Every entry in the listing below is to be output unchanged.
##############################
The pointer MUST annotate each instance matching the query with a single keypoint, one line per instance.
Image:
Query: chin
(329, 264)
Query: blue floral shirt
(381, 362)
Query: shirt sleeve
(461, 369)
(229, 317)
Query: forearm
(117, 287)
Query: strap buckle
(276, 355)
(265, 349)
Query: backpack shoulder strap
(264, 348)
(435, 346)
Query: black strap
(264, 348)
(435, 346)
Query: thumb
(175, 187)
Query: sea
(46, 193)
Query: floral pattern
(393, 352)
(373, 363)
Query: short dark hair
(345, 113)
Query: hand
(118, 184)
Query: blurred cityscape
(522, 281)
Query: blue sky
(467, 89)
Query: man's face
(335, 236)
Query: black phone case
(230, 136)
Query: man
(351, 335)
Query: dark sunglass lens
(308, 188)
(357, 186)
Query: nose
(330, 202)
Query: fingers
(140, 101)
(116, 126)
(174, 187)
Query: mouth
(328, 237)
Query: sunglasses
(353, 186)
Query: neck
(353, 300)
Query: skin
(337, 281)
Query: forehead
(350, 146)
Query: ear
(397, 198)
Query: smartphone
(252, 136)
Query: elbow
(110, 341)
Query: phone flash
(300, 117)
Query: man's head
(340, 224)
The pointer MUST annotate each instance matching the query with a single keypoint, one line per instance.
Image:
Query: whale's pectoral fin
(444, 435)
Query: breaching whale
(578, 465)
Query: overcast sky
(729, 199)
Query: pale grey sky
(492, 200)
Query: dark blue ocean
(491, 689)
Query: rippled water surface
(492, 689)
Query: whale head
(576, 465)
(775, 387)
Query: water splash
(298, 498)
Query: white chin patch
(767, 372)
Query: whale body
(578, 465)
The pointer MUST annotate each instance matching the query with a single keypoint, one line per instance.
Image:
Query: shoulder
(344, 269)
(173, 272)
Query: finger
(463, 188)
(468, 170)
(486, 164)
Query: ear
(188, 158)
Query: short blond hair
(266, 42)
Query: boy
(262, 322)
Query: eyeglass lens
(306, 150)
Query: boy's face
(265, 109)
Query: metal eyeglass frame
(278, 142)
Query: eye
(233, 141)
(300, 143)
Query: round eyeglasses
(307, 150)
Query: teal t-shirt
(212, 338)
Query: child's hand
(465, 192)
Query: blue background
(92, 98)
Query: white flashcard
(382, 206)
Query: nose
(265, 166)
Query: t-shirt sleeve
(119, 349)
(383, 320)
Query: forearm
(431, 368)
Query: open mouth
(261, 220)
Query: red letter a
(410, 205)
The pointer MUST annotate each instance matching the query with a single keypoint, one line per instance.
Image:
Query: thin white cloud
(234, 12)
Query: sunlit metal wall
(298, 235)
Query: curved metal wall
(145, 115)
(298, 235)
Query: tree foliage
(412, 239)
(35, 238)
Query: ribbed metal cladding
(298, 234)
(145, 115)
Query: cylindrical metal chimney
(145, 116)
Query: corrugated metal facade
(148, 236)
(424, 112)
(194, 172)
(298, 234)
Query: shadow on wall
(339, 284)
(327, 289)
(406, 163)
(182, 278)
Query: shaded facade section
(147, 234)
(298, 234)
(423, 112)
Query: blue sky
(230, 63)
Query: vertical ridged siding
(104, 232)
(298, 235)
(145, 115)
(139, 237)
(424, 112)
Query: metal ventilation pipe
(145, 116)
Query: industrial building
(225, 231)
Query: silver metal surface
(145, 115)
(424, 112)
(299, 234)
##############################
> **Result**:
The pointer MUST annotate each instance matching the query with a single keypoint, one line per instance.
Image:
Query: chin
(329, 264)
Query: blue floral shirt
(381, 362)
Query: shirt sleeve
(461, 369)
(229, 317)
Query: forearm
(117, 287)
Query: strap buckle
(276, 355)
(265, 349)
Query: backpack shoulder strap
(264, 348)
(435, 346)
Query: black strap
(264, 348)
(435, 346)
Query: thumb
(175, 187)
Query: sea
(46, 193)
Query: floral pattern
(393, 352)
(373, 363)
Query: short dark hair
(345, 113)
Query: hand
(118, 184)
Query: blurred cityscape
(522, 281)
Query: blue sky
(467, 89)
Query: man's face
(335, 236)
Query: black phone case
(230, 136)
Query: man
(351, 335)
Query: dark sunglass lens
(308, 188)
(357, 186)
Query: nose
(330, 202)
Query: fingers
(140, 101)
(116, 126)
(174, 187)
Query: mouth
(328, 237)
Query: sunglasses
(353, 186)
Query: neck
(353, 300)
Query: skin
(337, 281)
Query: forehead
(350, 146)
Query: ear
(397, 198)
Query: smartphone
(252, 136)
Query: elbow
(110, 341)
Query: phone flash
(300, 117)
Query: man's head
(340, 224)
The pointer MUST annotate each instance matching the query with a single keypoint, one line per instance.
Image:
Query: whale's pectoral fin
(444, 435)
Query: breaching whale
(578, 465)
Query: overcast sky
(729, 199)
Query: pale grey sky
(492, 200)
Query: dark blue ocean
(491, 689)
Query: rippled water surface
(492, 689)
Query: whale head
(576, 465)
(775, 387)
Query: water splash
(298, 498)
Query: white chin patch
(767, 372)
Query: whale body
(578, 465)
The pointer MUST annotate each instance matching the query with a single keypoint, one line per instance.
Image:
Query: shoulder
(344, 269)
(173, 272)
Query: finger
(463, 188)
(468, 170)
(486, 164)
Query: ear
(188, 158)
Query: short blond hair
(266, 42)
Query: boy
(262, 322)
Query: eyeglass lens
(306, 150)
Query: boy's face
(265, 109)
Query: metal eyeglass frame
(278, 142)
Query: eye
(233, 141)
(300, 143)
Query: round eyeglasses
(307, 150)
Query: teal t-shirt
(212, 338)
Query: child's hand
(465, 192)
Query: blue background
(92, 98)
Query: white flashcard
(382, 206)
Query: nose
(265, 166)
Query: t-shirt sleeve
(119, 349)
(383, 320)
Query: forearm
(431, 368)
Query: open mouth
(261, 220)
Query: red letter a
(410, 205)
The pointer MUST annotate each instance matching the query with a single keypoint, one line per instance.
Image:
Query: thin white cloud
(234, 12)
Query: sunlit metal wall
(298, 235)
Query: curved metal wall
(145, 115)
(298, 235)
Query: tree foliage
(412, 239)
(35, 238)
Query: ribbed metal cladding
(298, 234)
(145, 115)
Query: cylindrical metal chimney
(145, 116)
Query: corrugated metal facade
(148, 236)
(424, 112)
(194, 172)
(298, 234)
Query: shadow on wall
(339, 284)
(327, 289)
(406, 163)
(182, 278)
Query: shaded facade section
(147, 234)
(298, 234)
(423, 112)
Query: blue sky
(230, 63)
Query: vertical ridged siding
(104, 232)
(298, 235)
(145, 115)
(139, 237)
(424, 112)
Query: metal ventilation pipe
(145, 116)
Query: industrial building
(225, 231)
Query: silver metal surface
(145, 115)
(424, 112)
(299, 234)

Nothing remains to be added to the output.